**READING TEXT**
»»

Page 1 of 16 Transcript by Rev - Reagan Foundation

Speaker 1:

Speaker 2: Roger Zakheim:

Ladies and gentlemen, please take your seats. The program is about to begin. At this time, please turn off all electronic devices. Please refrain from using flash photography during the program. Thank you.

Ladies and gentlemen, please welcome United States Senator Ben Sasse.

Well, good evening everyone. I'm Roger Zakheim, director of the Reagan Institute and we are the home of the Ronald Reagan Presidential Foundation and Institute in Washington, DC, just across Lafayette Park from the White House. And I hope all of you have a chance to come visit us at the institute soon. We have our grand opening next week, the doors will be open and you're all welcome. Now as is our tradition at the library, in honor of our men and women who defend our freedom around the world, please stand and join me in the pledge of allegiance.

««

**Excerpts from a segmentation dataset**
»»

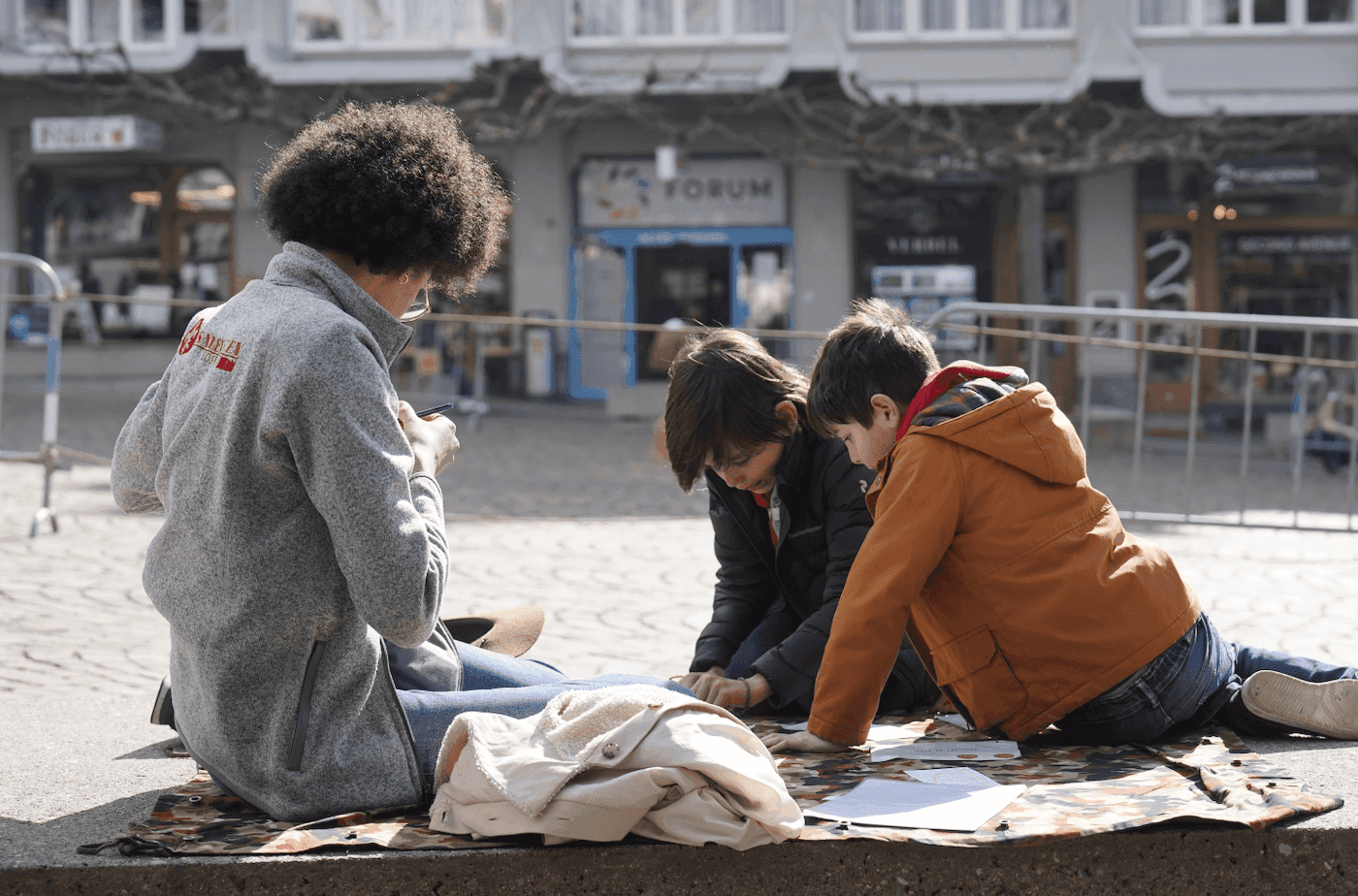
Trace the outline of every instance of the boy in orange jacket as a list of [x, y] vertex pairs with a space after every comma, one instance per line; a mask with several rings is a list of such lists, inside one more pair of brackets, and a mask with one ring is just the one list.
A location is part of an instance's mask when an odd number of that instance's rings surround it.
[[1122, 527], [1051, 394], [1019, 368], [940, 369], [883, 301], [830, 334], [818, 429], [876, 466], [873, 525], [826, 645], [807, 732], [861, 744], [902, 633], [971, 724], [1111, 744], [1215, 720], [1241, 733], [1358, 739], [1358, 669], [1221, 638], [1160, 547]]

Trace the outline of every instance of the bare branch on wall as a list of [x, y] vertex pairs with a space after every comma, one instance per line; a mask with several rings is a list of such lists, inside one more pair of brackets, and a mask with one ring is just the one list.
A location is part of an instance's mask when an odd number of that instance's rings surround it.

««

**WHAT TO PRODUCE**
Reproduce the passage of the Reagan Foundation transcript word for word, starting with "Ladies and gentlemen, please take" and going on through "program. Thank you.".

**ANSWER TO THIS TASK**
Ladies and gentlemen, please take your seats. The program is about to begin. At this time, please turn off all electronic devices. Please refrain from using flash photography during the program. Thank you.